## Extracted data:

◆ ◆ ◆ ◆ ◆ ◆ ◆

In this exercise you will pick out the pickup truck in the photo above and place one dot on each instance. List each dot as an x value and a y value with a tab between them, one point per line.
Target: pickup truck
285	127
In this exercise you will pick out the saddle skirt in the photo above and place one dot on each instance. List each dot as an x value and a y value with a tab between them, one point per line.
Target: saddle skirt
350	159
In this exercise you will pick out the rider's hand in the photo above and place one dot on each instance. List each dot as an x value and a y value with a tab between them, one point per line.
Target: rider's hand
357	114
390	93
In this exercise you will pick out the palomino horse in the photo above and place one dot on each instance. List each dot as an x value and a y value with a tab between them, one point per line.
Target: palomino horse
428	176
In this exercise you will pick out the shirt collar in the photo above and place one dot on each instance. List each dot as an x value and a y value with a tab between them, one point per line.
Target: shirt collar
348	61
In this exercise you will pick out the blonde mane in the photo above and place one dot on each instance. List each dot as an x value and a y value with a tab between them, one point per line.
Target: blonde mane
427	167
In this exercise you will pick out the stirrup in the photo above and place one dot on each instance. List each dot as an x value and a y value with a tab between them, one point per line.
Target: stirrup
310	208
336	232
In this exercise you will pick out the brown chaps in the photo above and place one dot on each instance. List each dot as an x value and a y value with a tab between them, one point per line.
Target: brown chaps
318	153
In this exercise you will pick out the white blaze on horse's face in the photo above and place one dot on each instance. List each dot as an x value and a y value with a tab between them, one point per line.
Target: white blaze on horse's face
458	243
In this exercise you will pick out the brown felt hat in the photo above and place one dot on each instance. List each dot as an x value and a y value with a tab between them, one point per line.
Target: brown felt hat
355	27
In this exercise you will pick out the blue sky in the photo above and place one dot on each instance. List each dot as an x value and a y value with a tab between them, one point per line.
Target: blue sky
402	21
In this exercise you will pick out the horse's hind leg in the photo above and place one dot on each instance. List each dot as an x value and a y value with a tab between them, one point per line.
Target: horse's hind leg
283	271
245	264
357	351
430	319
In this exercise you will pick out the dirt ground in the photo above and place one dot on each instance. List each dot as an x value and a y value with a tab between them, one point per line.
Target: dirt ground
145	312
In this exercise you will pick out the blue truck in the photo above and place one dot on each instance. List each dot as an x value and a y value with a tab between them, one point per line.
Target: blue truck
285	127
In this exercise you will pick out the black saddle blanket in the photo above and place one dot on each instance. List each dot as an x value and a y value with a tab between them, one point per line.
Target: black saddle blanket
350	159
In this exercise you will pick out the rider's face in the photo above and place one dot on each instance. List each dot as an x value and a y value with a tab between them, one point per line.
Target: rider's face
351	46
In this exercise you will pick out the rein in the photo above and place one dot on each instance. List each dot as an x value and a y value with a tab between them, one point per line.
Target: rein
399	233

◆ ◆ ◆ ◆ ◆ ◆ ◆

## Instructions for the task:
Reproduce the data in full, exactly as presented.

## In response:
In this exercise you will pick out the pickup truck in the photo above and place one dot on each instance. List each dot as an x value and a y value with a tab between them, one point per line.
Target: pickup truck
285	127
In this exercise you will pick out the saddle skirt in the photo above and place one dot on each instance. List each dot as an x value and a y value with a tab between them, one point per line.
Target: saddle skirt
350	159
In this exercise you will pick out the rider's hand in the photo above and place one dot on each instance. List each dot as an x value and a y value with a tab between them, one point per line.
Target: rider's hand
357	114
390	93
In this exercise you will pick out the palomino horse in the photo above and place one dot on each instance. List each dot as an x value and a y value with a tab between them, one point per line.
Target: palomino horse
428	176
In this exercise you will pick out the shirt collar in the photo above and place one dot on each instance. List each dot as an x value and a y value with a tab between them, one point per line.
Target: shirt collar
348	61
In this exercise you will pick out the blonde mane in the photo above and place one dot on each instance. List each dot as an x value and a y value with a tab between them, one point per line.
Target: blonde mane
427	167
In this exercise you will pick out the stirrup in the photo above and place one dot on each instance. List each dot as an x value and a y value with a tab between them, one point per line.
Target: stirrup
310	208
336	232
In this exercise you will pick out the brown chaps in the photo above and place one dot on each instance. List each dot as an x value and a y value with a tab between them, one point per line.
Target: brown chaps
318	153
In this exercise you will pick out the white blaze on horse's face in the photo above and place one dot on each instance. List each dot as an x value and a y value with a tab between them, one point per line.
Target: white blaze on horse's face
458	243
In this exercise you will pick out the brown felt hat in the photo above and place one dot on each instance. List each dot as an x value and a y value with a tab between them, one point per line.
Target: brown felt hat
355	27
In this exercise you will pick out the blue sky in the photo above and place one dot on each instance. List each dot as an x value and a y value with a tab between them, one point per line.
Target: blue sky
402	21
In this exercise you will pick out the horse's hind leg in the photo above and place one dot on each instance. List each dot as an x value and a y value with a tab between them, one point per line.
Target: horse's hind leg
283	271
245	264
357	351
430	319
In this exercise you will pick out the dirt ground in the photo above and place one dot on each instance. List each dot as an x value and a y value with a tab between them, one point per line.
Target: dirt ground
145	312
In this exercise you will pick out the blue truck in the photo above and place one dot on each instance. List each dot as an x value and a y value with a tab between them, one point per line.
Target: blue truck
285	127
In this exercise you will pick out the black saddle blanket in the photo above and place one dot on each instance. List each dot as an x value and a y value with a tab between them, one point per line.
Target: black saddle blanket
350	159
In this exercise you will pick out the rider's face in the photo above and place one dot on each instance. List each dot as an x value and a y value with a tab between them, one point per line.
Target: rider's face
351	46
In this exercise you will pick out the rein in the photo above and place one dot on each instance. List each dot as an x value and a y value with a tab between them, one point per line.
Target: rein
399	233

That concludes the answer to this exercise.